DO THIS — Retype all of the entries word for word.

AVAILABLE DATA —
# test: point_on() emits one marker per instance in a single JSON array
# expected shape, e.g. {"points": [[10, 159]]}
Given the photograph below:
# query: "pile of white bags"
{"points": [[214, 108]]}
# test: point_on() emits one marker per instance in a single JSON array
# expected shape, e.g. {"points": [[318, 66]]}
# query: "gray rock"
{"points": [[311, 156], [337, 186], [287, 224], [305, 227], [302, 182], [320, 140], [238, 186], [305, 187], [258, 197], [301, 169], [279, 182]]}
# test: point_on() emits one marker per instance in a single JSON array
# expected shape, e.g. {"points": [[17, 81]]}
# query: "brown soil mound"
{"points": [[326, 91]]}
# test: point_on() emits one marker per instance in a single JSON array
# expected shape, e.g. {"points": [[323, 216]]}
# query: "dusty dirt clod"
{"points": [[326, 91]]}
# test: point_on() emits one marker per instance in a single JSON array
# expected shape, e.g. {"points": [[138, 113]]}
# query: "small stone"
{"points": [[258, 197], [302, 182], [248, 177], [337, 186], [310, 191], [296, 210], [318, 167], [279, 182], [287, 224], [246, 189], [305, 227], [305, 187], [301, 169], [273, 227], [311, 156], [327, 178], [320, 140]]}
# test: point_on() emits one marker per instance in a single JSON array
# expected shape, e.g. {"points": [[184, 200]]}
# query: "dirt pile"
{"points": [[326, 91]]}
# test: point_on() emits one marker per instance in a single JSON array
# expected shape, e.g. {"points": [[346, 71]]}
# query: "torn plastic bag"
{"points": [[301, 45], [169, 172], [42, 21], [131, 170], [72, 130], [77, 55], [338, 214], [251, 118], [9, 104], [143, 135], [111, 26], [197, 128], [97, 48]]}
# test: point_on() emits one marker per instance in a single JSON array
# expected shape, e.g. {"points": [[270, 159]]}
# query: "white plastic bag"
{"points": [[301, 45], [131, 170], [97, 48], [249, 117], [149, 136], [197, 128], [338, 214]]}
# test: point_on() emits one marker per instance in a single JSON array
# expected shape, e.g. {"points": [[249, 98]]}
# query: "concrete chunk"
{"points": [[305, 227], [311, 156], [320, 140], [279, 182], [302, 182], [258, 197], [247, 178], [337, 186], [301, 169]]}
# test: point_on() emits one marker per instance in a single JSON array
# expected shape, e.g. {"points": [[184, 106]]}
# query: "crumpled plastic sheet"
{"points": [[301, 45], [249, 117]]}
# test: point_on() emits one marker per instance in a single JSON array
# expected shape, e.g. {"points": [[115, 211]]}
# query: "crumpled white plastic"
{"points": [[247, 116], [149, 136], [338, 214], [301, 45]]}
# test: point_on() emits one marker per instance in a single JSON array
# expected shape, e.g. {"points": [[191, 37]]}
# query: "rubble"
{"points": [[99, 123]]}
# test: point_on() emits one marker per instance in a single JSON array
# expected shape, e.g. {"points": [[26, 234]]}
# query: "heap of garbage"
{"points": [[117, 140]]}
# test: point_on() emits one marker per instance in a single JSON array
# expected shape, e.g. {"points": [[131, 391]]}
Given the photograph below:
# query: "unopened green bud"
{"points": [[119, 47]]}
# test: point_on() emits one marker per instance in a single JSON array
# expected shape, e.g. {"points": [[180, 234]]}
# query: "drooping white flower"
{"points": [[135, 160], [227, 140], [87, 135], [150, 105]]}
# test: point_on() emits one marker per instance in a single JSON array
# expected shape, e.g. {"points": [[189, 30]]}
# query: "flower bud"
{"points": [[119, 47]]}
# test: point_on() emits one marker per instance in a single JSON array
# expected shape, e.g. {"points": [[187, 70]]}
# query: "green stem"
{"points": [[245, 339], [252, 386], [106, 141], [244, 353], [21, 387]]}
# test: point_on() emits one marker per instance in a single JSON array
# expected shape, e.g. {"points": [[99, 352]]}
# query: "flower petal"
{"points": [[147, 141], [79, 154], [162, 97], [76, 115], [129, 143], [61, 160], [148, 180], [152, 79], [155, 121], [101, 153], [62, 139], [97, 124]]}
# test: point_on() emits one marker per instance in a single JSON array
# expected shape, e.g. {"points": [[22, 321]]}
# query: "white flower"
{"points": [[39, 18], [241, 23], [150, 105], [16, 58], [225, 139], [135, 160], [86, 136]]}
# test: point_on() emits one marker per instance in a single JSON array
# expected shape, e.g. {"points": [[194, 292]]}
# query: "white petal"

WRITTEN ANSWER —
# test: point_on() emits one marker per instance in a single JSON array
# expected shape, e.g. {"points": [[10, 159]]}
Given the photograph below:
# query: "pile of white bags"
{"points": [[214, 108]]}
# test: point_on() emits one marker per instance in a single JSON array
# expected shape, e.g. {"points": [[318, 66]]}
# query: "gray rock"
{"points": [[311, 156], [337, 186], [287, 224], [305, 227], [302, 182], [320, 140], [238, 186], [305, 187], [258, 197], [301, 169], [279, 182]]}
# test: point_on() emits one marker per instance in a single JSON array
# expected shape, e.g. {"points": [[17, 81]]}
# query: "brown soil mound"
{"points": [[326, 91]]}
# test: point_on() emits one marker per instance in a single JSON array
# expected shape, e.g. {"points": [[323, 216]]}
# query: "dusty dirt clod"
{"points": [[326, 91]]}
# test: point_on() emits one marker per instance in a single JSON array
# expected shape, e.g. {"points": [[138, 113]]}
# query: "small stone"
{"points": [[258, 197], [302, 182], [248, 177], [337, 186], [310, 191], [296, 210], [318, 167], [279, 182], [287, 224], [246, 189], [305, 227], [305, 187], [301, 169], [273, 227], [311, 156], [327, 178], [320, 140]]}
# test: point_on() emits one marker per instance in a single JSON array
# expected shape, e.g. {"points": [[184, 200]]}
# query: "dirt pile"
{"points": [[326, 91]]}
# test: point_on() emits one marker per instance in a single JSON array
# expected shape, e.g. {"points": [[346, 71]]}
# query: "torn plastic bag"
{"points": [[301, 45], [169, 172], [42, 21], [131, 170], [72, 130], [77, 55], [338, 214], [251, 118], [9, 104], [143, 135], [111, 26], [197, 128], [97, 48]]}
# test: point_on() emits one marker per instance in a single JSON array
# expected shape, e.g. {"points": [[270, 159]]}
# query: "white plastic bag"
{"points": [[301, 45], [131, 170], [97, 48], [249, 117], [149, 136], [197, 128], [338, 214]]}
# test: point_on() emits one marker per instance in a single JSON array
# expected shape, e.g. {"points": [[249, 98]]}
# query: "concrete chunk"
{"points": [[305, 227], [311, 156], [320, 140], [279, 182], [302, 182], [258, 197], [247, 178], [337, 186], [301, 169]]}
# test: point_on() emits one marker per instance in a single JSON array
# expected shape, e.g. {"points": [[184, 106]]}
# query: "crumpled plastic sheet"
{"points": [[301, 45], [249, 117]]}
# test: point_on() emits one marker per instance in a single JSON array
# expected shape, e.g. {"points": [[115, 211]]}
# query: "crumpled white plastic"
{"points": [[247, 116], [149, 136], [338, 214], [301, 45]]}
# test: point_on() emits one marker per instance in a single JSON array
# expected shape, e.g. {"points": [[191, 37]]}
# query: "rubble"
{"points": [[99, 123]]}
# test: point_on() emits one marker per instance in a single JSON array
# expected shape, e.g. {"points": [[26, 234]]}
# query: "heap of garbage"
{"points": [[117, 140]]}
# test: point_on() emits one marker per instance in a single JSON array
# expected shape, e.g. {"points": [[131, 391]]}
Given the photograph below:
# query: "unopened green bud"
{"points": [[119, 47]]}
# test: point_on() emits one marker per instance in a single JSON array
# expected shape, e.g. {"points": [[180, 234]]}
# query: "drooping white flower"
{"points": [[135, 160], [227, 140], [87, 135], [150, 105]]}
# test: point_on() emits one marker per instance in a single JSON array
# expected shape, e.g. {"points": [[189, 30]]}
# query: "flower bud"
{"points": [[119, 47]]}
# test: point_on() emits one marker per instance in a single JSON array
# expected shape, e.g. {"points": [[187, 70]]}
# query: "green stem"
{"points": [[245, 339], [252, 386], [106, 141], [244, 353], [21, 387]]}
# test: point_on() emits one marker per instance in a single JSON array
# expected shape, e.g. {"points": [[99, 352]]}
# query: "flower petal"
{"points": [[147, 141], [79, 154], [162, 97], [76, 115], [129, 143], [61, 160], [148, 180], [152, 79], [155, 121], [101, 153], [62, 139], [97, 124]]}
# test: point_on() emits one marker per instance in a single JSON array
# expected shape, e.g. {"points": [[22, 321]]}
# query: "white flower"
{"points": [[39, 18], [241, 23], [150, 105], [16, 58], [225, 139], [135, 160], [86, 136]]}
# test: point_on() emits one marker per instance in a single JSON array
# expected shape, e.g. {"points": [[194, 292]]}
# query: "white petal"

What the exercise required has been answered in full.